● SET PROBLEM A
Answer these questions using the text on fixation probability, one answer per line marked (i), (ii), (iii):
(i) What value is the mutation probability set to when mutation probabilities are sufficiently small?
(ii) What rule does the stability condition lead to for small selection intensity?
(iii) Over what range of the selection intensity is the shape of the fixation probability addressed?
● SET PROBLEM B
Repeat the part of the text on fixation probability from "with $\Delta \pi" up to and including "a d-player game.".
● SET PROBLEM C
Say whether each statement agrees with the text on fixation probability, answering (i), (ii), (iii) on separate lines with yes or no and the deciding words of the text:
(i) For strong selection intensity, the concept agrees with conventional evolutionary stability.
(ii) Many authors have considered intermediate selection intensity.
(iii) For sufficiently small mutation probabilities, the time of fixation or extinction is much longer than the average time between two consecutive mutants.

For sufficiently small mutation probabilities, the time of fixation or extinction is much shorter than the average time between two consecutive mutants. In this case, the transition probabilities are given by Equation (4) with zero mutation probability, $\mu =0$.

2.1. Fixation Probability

If there are i individuals of type A in a population of size N initially, the probability that the whole population will eventually consist only of A individuals is given by [46,47],

$$\begin{array}{c}\hfill {\rho }_i^A=\frac{1+{\sum }_{k=1}^{i-1}{\prod }_{l=1}^k\frac{T_l^{-}}{T_l^{+}}}{1+{\sum }_{k=1}^{N-1}{\prod }_{l=1}^k\frac{T_l^{-}}{T_l^{+}}},\end{array}$$

(5)

where in our case the ratio of transition probabilities is

$$\begin{array}{c}\hfill \frac{T_l^{-}}{T_l^{+}}=\frac{f_B}{f_A}=e^{-w\Delta \pi (l)},\end{array}$$

(6)

with $\Delta \pi (l)={\pi }_A-{\pi }_B$.

The concept of evolutionary stability in finite populations by using the fixation probability was proposed in [1]. A condition for evaluating the stability of strategy A in a finite population is ${\rho }_1^B(w)<1/N$. For small selection intensity, this condition leads to the one third rule, which has been derived to capture evolutionary stability. For strong selection intensity, this concept is consistent with the conventional evolutionary stability [37]. Yet, few authors have considered intermediate selection intensity. Here we are addressing the shape of the fixation probability through the whole range of the selection intensity ($w>0$). In particular, we are addressing how many maxima and minima there are at most for a d-player game.

[Segmentation dataset records]
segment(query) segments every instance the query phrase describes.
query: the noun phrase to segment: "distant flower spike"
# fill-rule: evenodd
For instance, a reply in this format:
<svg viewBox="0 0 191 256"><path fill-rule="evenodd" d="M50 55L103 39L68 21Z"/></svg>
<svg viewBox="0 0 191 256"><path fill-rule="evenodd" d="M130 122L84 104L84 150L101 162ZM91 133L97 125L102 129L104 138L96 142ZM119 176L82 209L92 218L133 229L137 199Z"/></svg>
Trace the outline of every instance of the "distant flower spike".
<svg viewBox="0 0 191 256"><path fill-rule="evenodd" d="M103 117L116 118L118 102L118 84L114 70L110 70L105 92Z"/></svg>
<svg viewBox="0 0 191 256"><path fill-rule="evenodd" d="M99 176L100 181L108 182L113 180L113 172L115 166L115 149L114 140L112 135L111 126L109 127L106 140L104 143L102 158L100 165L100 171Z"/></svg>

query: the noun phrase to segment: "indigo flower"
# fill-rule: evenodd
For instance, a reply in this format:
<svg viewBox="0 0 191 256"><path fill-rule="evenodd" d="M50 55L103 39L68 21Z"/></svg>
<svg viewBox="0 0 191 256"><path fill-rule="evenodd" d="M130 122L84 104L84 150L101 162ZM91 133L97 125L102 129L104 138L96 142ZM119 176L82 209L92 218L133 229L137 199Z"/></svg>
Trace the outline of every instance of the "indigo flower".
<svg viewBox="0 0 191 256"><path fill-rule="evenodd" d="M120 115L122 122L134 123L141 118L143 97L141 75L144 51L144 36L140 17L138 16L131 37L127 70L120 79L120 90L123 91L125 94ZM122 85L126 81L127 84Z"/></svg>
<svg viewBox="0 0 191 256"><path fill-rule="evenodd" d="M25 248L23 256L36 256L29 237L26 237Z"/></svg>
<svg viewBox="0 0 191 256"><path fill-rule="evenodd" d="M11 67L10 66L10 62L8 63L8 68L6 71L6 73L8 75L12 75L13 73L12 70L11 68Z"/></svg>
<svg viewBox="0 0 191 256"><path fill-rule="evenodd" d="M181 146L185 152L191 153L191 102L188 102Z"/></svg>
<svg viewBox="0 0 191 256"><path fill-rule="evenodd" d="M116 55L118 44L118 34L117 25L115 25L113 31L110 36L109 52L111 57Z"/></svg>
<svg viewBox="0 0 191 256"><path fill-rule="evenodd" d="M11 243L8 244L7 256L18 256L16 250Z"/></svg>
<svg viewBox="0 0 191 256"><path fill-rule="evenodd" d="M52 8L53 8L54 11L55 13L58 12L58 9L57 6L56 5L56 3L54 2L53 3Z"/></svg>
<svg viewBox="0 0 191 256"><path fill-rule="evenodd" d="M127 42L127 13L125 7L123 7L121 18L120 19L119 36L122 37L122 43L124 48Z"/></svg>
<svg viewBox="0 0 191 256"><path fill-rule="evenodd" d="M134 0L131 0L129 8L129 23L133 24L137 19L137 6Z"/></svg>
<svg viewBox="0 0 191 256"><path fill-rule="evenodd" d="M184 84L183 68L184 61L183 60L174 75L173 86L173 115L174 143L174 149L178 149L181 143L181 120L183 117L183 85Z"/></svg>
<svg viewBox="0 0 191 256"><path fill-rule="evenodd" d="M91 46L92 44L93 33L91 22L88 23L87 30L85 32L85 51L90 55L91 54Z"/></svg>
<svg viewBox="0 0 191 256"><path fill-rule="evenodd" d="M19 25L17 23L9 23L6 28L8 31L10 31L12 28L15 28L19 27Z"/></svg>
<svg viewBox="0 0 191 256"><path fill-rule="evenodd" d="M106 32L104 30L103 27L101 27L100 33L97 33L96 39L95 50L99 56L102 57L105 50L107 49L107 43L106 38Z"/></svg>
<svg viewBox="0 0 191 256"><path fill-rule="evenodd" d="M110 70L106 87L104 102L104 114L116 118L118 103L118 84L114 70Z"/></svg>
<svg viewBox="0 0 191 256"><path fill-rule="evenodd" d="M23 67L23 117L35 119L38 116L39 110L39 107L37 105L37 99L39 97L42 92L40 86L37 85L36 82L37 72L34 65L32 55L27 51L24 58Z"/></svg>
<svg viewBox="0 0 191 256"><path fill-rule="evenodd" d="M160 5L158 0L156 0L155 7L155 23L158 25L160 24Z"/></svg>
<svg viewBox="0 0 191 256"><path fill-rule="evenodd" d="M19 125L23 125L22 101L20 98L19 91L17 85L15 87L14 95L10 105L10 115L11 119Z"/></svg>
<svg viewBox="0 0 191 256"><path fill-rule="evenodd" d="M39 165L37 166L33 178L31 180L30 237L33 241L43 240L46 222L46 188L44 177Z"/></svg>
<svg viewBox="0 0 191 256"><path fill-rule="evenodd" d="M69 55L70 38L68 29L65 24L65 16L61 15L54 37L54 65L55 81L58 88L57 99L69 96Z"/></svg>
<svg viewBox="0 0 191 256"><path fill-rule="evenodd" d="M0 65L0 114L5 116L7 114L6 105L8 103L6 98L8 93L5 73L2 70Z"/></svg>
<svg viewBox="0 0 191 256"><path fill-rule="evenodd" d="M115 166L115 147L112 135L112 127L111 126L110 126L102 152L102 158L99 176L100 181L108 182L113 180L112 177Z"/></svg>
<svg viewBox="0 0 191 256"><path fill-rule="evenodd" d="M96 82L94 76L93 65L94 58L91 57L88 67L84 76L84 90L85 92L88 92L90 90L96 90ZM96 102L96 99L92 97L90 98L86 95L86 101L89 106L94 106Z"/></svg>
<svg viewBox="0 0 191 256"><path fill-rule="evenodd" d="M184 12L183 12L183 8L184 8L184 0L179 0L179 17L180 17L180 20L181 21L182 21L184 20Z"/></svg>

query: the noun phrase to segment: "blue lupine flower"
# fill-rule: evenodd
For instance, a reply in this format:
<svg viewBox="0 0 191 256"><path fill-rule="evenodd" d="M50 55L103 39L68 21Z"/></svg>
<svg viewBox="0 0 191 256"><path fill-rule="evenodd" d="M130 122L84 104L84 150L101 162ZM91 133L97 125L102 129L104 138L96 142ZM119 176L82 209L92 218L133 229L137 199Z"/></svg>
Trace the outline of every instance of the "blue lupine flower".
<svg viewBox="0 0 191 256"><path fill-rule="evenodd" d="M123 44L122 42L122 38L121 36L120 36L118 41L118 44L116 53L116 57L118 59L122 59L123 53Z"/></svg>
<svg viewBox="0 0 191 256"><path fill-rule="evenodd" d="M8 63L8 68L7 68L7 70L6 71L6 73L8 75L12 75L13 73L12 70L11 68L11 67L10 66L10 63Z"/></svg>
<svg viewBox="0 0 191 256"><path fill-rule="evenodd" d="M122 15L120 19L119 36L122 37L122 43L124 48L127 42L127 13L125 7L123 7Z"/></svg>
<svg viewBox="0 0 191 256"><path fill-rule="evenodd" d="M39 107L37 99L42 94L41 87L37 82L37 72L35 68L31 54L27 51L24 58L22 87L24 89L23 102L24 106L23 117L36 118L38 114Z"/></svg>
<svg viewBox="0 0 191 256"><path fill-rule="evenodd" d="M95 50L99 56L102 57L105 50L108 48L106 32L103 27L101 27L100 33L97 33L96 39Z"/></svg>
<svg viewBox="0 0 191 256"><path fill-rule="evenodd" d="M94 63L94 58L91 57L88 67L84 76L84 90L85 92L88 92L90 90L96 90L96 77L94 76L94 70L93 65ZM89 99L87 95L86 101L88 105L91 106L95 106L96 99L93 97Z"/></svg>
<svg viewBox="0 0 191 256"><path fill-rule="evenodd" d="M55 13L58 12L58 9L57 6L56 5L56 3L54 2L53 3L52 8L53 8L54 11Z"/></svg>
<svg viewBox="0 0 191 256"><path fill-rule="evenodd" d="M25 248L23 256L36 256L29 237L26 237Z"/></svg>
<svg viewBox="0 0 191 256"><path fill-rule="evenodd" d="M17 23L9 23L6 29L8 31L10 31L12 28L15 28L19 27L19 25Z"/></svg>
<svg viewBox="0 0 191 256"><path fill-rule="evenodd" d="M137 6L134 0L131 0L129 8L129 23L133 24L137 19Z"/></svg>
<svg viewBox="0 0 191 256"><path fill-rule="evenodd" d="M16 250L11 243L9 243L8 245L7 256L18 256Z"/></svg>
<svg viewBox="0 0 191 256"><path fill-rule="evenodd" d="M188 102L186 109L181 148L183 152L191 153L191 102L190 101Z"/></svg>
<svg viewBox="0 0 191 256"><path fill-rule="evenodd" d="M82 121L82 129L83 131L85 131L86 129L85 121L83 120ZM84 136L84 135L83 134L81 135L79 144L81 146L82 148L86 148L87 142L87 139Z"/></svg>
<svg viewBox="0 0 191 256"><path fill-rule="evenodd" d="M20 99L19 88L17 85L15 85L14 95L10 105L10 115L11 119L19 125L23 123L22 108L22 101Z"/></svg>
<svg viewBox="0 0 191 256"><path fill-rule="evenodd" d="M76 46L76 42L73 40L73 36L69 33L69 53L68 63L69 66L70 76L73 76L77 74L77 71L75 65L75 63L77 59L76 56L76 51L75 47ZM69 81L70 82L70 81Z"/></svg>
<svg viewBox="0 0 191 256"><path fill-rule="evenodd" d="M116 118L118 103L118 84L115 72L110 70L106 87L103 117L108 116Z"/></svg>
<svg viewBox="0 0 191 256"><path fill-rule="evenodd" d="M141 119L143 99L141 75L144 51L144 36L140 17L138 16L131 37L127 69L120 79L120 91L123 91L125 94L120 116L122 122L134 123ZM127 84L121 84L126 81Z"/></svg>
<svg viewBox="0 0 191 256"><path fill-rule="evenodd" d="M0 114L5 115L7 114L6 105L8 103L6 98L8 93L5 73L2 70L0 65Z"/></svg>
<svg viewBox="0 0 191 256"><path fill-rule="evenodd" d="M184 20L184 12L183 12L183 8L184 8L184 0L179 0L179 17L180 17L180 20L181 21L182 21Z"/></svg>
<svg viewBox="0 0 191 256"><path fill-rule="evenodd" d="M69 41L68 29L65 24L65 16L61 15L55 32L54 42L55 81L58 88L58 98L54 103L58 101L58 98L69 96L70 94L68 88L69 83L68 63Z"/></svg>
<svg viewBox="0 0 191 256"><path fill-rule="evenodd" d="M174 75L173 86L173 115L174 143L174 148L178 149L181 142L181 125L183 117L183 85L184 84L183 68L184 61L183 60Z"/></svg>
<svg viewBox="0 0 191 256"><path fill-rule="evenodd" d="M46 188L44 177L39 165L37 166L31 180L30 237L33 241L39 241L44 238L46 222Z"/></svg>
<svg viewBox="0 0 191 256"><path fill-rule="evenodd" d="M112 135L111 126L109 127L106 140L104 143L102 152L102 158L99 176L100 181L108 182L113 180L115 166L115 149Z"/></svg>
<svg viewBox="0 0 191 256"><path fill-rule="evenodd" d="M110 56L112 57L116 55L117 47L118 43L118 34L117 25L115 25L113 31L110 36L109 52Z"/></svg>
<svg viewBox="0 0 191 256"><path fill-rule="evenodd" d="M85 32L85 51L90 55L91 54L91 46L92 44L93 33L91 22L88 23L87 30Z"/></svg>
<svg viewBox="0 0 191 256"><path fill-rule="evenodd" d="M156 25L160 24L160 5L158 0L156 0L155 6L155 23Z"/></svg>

● OUTPUT A
(i) Zero, μ = 0.
(ii) The one third rule.
(iii) The whole range of the selection intensity, w > 0.

● OUTPUT B
with $\Delta \pi (l)={\pi }_A-{\pi }_B$.

The concept of evolutionary stability in finite populations by using the fixation probability was proposed in [1]. A condition for evaluating the stability of strategy A in a finite population is ${\rho }_1^B(w)<1/N$. For small selection intensity, this condition leads to the one third rule, which has been derived to capture evolutionary stability. For strong selection intensity, this concept is consistent with the conventional evolutionary stability [37]. Yet, few authors have considered intermediate selection intensity. Here we are addressing the shape of the fixation probability through the whole range of the selection intensity ($w>0$). In particular, we are addressing how many maxima and minima there are at most for a d-player game.

● OUTPUT C
(i) Yes: "For strong selection intensity, this concept is consistent with the conventional evolutionary stability"
(ii) No: "Yet, few authors have considered intermediate selection intensity."
(iii) No: "the time of fixation or extinction is much shorter than the average time between two consecutive mutants"